→ **Work to be completed**
Reproduce the listing below without any change.

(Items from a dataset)
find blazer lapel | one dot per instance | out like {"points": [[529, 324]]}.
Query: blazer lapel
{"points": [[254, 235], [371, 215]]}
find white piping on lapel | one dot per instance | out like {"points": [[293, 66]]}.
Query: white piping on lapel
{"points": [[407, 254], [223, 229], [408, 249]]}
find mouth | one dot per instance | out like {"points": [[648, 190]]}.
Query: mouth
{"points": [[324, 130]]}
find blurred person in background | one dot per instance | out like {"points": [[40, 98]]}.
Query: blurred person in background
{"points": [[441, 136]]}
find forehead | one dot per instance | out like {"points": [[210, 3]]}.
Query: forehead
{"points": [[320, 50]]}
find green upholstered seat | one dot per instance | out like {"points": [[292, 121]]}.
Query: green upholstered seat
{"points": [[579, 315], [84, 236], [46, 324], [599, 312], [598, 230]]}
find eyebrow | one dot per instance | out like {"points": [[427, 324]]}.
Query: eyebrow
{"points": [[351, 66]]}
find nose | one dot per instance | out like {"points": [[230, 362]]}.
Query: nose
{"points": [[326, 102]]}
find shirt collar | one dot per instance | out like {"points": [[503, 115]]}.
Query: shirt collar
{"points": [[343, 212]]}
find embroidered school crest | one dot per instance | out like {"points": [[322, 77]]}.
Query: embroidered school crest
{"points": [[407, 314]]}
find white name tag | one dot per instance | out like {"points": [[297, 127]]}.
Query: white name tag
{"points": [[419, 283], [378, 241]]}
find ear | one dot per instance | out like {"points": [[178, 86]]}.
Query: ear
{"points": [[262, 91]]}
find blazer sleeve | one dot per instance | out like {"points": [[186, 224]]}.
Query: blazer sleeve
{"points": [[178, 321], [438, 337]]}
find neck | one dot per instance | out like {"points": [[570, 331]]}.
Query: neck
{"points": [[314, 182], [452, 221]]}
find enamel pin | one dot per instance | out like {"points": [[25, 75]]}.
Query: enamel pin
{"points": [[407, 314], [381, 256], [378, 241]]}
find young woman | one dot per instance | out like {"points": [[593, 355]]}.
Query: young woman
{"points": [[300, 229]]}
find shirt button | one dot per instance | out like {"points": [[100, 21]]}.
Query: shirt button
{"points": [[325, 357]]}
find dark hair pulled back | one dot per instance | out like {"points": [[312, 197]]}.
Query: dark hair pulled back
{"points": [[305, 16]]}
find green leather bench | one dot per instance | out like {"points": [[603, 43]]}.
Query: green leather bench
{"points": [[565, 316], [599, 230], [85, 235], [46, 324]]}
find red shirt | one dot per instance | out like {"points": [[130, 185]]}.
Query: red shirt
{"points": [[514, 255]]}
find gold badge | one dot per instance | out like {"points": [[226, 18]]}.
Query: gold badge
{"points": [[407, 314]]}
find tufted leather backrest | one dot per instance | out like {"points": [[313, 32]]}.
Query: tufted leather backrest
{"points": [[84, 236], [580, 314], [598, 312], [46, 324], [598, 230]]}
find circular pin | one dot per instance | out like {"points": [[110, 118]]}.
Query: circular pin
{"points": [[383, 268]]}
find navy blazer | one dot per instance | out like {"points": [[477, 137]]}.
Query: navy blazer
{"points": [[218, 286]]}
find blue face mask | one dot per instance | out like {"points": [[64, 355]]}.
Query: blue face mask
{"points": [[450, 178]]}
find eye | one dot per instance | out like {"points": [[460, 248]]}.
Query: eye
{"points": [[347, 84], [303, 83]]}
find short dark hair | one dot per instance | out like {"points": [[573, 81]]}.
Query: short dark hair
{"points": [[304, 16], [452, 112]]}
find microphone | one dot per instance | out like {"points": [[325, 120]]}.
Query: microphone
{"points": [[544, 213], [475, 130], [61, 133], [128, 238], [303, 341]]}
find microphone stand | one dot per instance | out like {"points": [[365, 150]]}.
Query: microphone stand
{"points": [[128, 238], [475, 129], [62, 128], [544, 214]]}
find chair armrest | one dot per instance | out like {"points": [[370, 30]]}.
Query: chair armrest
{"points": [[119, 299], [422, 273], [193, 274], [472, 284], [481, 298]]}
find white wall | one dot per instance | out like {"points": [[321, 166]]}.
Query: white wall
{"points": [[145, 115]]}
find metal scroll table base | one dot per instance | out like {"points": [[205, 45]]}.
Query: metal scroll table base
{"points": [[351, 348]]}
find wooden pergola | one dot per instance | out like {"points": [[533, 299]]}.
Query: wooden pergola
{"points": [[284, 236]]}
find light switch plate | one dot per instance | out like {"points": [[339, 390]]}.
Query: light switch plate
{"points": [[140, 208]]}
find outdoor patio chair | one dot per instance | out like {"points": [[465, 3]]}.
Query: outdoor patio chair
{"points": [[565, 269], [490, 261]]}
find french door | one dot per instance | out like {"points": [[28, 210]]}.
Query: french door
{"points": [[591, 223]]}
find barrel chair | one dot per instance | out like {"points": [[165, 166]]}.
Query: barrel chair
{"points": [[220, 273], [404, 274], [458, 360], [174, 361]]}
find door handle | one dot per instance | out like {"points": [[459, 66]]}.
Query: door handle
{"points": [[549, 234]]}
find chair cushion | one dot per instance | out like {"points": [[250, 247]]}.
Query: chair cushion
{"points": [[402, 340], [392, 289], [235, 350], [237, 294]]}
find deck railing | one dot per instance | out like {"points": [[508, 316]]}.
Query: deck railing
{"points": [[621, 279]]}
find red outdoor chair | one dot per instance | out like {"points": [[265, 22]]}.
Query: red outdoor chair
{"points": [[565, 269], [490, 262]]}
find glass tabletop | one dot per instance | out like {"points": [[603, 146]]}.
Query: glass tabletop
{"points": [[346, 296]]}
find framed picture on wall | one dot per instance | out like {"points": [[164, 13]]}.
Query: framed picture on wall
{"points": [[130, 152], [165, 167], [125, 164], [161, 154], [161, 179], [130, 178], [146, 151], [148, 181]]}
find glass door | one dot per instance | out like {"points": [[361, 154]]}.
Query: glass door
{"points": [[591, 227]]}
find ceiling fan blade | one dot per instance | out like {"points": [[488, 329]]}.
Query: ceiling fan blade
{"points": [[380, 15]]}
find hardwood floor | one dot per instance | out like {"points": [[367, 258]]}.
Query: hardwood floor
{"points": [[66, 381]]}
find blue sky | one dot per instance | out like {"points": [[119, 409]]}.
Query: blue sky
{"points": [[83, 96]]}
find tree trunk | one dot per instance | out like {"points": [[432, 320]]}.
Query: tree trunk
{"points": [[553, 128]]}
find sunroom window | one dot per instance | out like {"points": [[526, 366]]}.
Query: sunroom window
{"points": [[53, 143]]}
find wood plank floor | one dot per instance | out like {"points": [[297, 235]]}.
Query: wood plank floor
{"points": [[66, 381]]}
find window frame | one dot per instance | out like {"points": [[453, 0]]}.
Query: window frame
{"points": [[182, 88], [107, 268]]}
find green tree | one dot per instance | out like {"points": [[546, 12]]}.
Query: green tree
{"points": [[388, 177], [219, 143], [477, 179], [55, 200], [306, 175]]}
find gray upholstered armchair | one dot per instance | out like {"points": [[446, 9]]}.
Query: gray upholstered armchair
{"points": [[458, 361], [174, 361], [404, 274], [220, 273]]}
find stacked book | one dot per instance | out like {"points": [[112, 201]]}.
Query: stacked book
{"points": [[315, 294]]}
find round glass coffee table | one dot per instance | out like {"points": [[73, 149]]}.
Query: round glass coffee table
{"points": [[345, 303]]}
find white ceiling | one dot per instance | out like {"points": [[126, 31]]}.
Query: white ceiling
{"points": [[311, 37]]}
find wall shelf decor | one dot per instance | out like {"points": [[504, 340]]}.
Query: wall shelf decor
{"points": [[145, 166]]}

→ **Exercise response**
find blazer lapel | one dot per instance | out like {"points": [[529, 324]]}.
Query: blazer lapel
{"points": [[254, 235], [371, 215]]}
find white piping on lapel | one dot per instance | out like {"points": [[293, 66]]}.
Query: white piping on lapel
{"points": [[407, 254], [223, 229], [408, 249]]}
find mouth | one dot per instance | out like {"points": [[648, 190]]}.
Query: mouth
{"points": [[324, 130]]}
find blurred person in background | one dot per instance | out like {"points": [[40, 98]]}.
Query: blurred person in background
{"points": [[441, 136]]}
find forehead | one dot per instance | out like {"points": [[210, 3]]}.
Query: forehead
{"points": [[320, 50]]}
find green upholstered seat | one dot per instance | out like {"points": [[292, 121]]}.
Query: green upholstered seat
{"points": [[579, 315], [84, 236], [46, 324], [599, 312], [598, 230]]}
find eyebrow | one dot per instance | out like {"points": [[427, 324]]}.
Query: eyebrow
{"points": [[351, 66]]}
find nose | one dot per instance | out like {"points": [[230, 362]]}.
Query: nose
{"points": [[326, 102]]}
find shirt collar | one dot per instance | out like {"points": [[503, 115]]}.
Query: shirt collar
{"points": [[343, 212]]}
find embroidered school crest | one dot per instance | out like {"points": [[322, 77]]}.
Query: embroidered school crest
{"points": [[407, 314]]}
find white name tag | one dot per instance | out like {"points": [[297, 127]]}.
Query: white name tag
{"points": [[419, 283], [378, 241]]}
find ear | one dot per instance | out like {"points": [[178, 86]]}.
Query: ear
{"points": [[262, 91]]}
find blazer sleeve | one dot per instance | out like {"points": [[186, 224]]}.
Query: blazer sleeve
{"points": [[178, 321], [438, 337]]}
find neck | one dot per instance | out like {"points": [[570, 331]]}.
Query: neck
{"points": [[314, 182], [452, 221]]}
find enamel pin | one dot per instance | out like {"points": [[25, 75]]}.
Query: enamel pin
{"points": [[407, 314], [381, 256], [378, 241]]}
find young woman | one dot per instance | out like {"points": [[593, 355]]}.
Query: young woman
{"points": [[300, 229]]}
find shirt button | one dot per instance | out like {"points": [[100, 21]]}.
Query: shirt button
{"points": [[325, 357]]}
find dark hair pulled back | one dot per instance | out like {"points": [[312, 197]]}.
Query: dark hair pulled back
{"points": [[305, 16]]}
find green leather bench | one dot per instance | out like {"points": [[603, 43]]}.
Query: green leather bench
{"points": [[565, 316], [599, 230], [85, 235], [46, 324]]}
find red shirt | one dot per instance | out like {"points": [[130, 185]]}.
Query: red shirt
{"points": [[514, 255]]}
find gold badge | one dot per instance | out like {"points": [[226, 18]]}.
Query: gold badge
{"points": [[407, 314]]}
find tufted leather backrest | one dot per instance | out like {"points": [[313, 32]]}.
Query: tufted leather backrest
{"points": [[84, 236], [580, 314], [598, 312], [46, 324], [598, 230]]}
find circular pin | one dot per instance | out like {"points": [[110, 118]]}.
Query: circular pin
{"points": [[383, 268]]}
find navy blazer | one dot per instance | out like {"points": [[477, 137]]}.
Query: navy blazer
{"points": [[218, 286]]}
find blue face mask | one dot per instance | out like {"points": [[64, 355]]}.
Query: blue face mask
{"points": [[450, 178]]}
find eye | one dot per instance | out like {"points": [[460, 248]]}.
Query: eye
{"points": [[347, 84], [303, 83]]}
find short dark hair | one dot per instance | out like {"points": [[573, 81]]}.
Query: short dark hair
{"points": [[304, 16], [452, 112]]}
find microphone | one dot per instance | out like {"points": [[325, 120]]}.
Query: microphone
{"points": [[544, 213], [475, 130], [61, 133], [128, 238], [303, 341]]}
find microphone stand | one dot per instance | out like {"points": [[365, 150]]}.
Query: microphone stand
{"points": [[128, 238], [475, 129], [62, 128], [544, 214]]}
find chair armrest | one dot per instance | out like {"points": [[370, 30]]}.
Query: chair armrest
{"points": [[119, 299], [422, 273], [193, 274], [472, 284], [481, 298]]}
find white wall | one dot per instance | out like {"points": [[321, 166]]}.
Query: white wall
{"points": [[145, 115]]}
find metal scroll table base | one dot per instance | out like {"points": [[205, 45]]}.
Query: metal scroll table base
{"points": [[351, 348]]}
find wooden pergola | one dot per instance | out like {"points": [[533, 299]]}.
Query: wooden pergola
{"points": [[284, 236]]}
find light switch plate | one dot per instance | out like {"points": [[339, 390]]}.
Query: light switch plate
{"points": [[140, 208]]}
find outdoor patio chair | one dot per instance | out like {"points": [[465, 3]]}.
Query: outdoor patio chair
{"points": [[565, 269], [490, 261]]}
find french door | one dot per instance | out like {"points": [[28, 210]]}.
Query: french door
{"points": [[591, 223]]}
find barrel chair | one dot per instance | out like {"points": [[165, 166]]}.
Query: barrel chair
{"points": [[220, 273], [404, 274], [458, 360], [174, 361]]}
find door handle | one dot per instance | out like {"points": [[459, 66]]}.
Query: door handle
{"points": [[549, 234]]}
find chair cushion | one dot per instance | out like {"points": [[250, 247]]}.
Query: chair cushion
{"points": [[402, 340], [392, 289], [235, 350], [237, 294]]}
find deck railing | one dot per instance | out like {"points": [[508, 316]]}.
Query: deck railing
{"points": [[621, 279]]}
find red outdoor chair | one dot per instance | out like {"points": [[265, 22]]}.
Query: red outdoor chair
{"points": [[565, 269], [490, 262]]}
find glass tabletop | one dot per instance | out like {"points": [[603, 146]]}.
Query: glass tabletop
{"points": [[346, 296]]}
find framed picture on wall | one dot per instance | out like {"points": [[164, 13]]}.
Query: framed picture on wall
{"points": [[130, 152], [165, 167], [125, 164], [161, 154], [161, 179], [130, 178], [146, 151], [148, 181]]}
find glass door | one dot per instance | out like {"points": [[361, 154]]}.
Query: glass door
{"points": [[591, 227]]}
find ceiling fan blade | one dot per instance | out like {"points": [[488, 329]]}.
Query: ceiling fan blade
{"points": [[380, 15]]}
find hardwood floor | one dot per instance | out like {"points": [[367, 258]]}.
Query: hardwood floor
{"points": [[66, 381]]}
find blue sky | one dot per instance | out like {"points": [[119, 409]]}.
Query: blue sky
{"points": [[83, 96]]}
find tree trunk | one dot per instance | out like {"points": [[432, 320]]}.
Query: tree trunk
{"points": [[553, 128]]}
find sunroom window | one dot per instance | out like {"points": [[526, 366]]}.
Query: sunroom window
{"points": [[53, 143]]}
find wood plank floor | one dot per instance | out like {"points": [[297, 235]]}.
Query: wood plank floor
{"points": [[66, 381]]}
find window frame | one dot per instance | out like {"points": [[453, 0]]}.
Query: window frame
{"points": [[182, 88], [107, 268]]}
find green tree | one dot per instance | out like {"points": [[546, 12]]}.
Query: green tree
{"points": [[388, 177], [219, 143], [477, 179], [55, 200], [306, 175]]}
find gray upholstered armchair | one dot per instance | out like {"points": [[446, 9]]}.
Query: gray upholstered armchair
{"points": [[458, 361], [174, 361], [404, 274], [220, 273]]}
find stacked book | one dot per instance | out like {"points": [[112, 201]]}.
Query: stacked book
{"points": [[315, 294]]}
find round glass coffee table | one dot per instance | out like {"points": [[73, 149]]}.
Query: round glass coffee table
{"points": [[345, 303]]}
find white ceiling | one dot per instance | out like {"points": [[126, 31]]}.
Query: white ceiling
{"points": [[311, 37]]}
find wall shelf decor | one dot per instance | out like {"points": [[504, 340]]}.
Query: wall shelf decor
{"points": [[145, 166]]}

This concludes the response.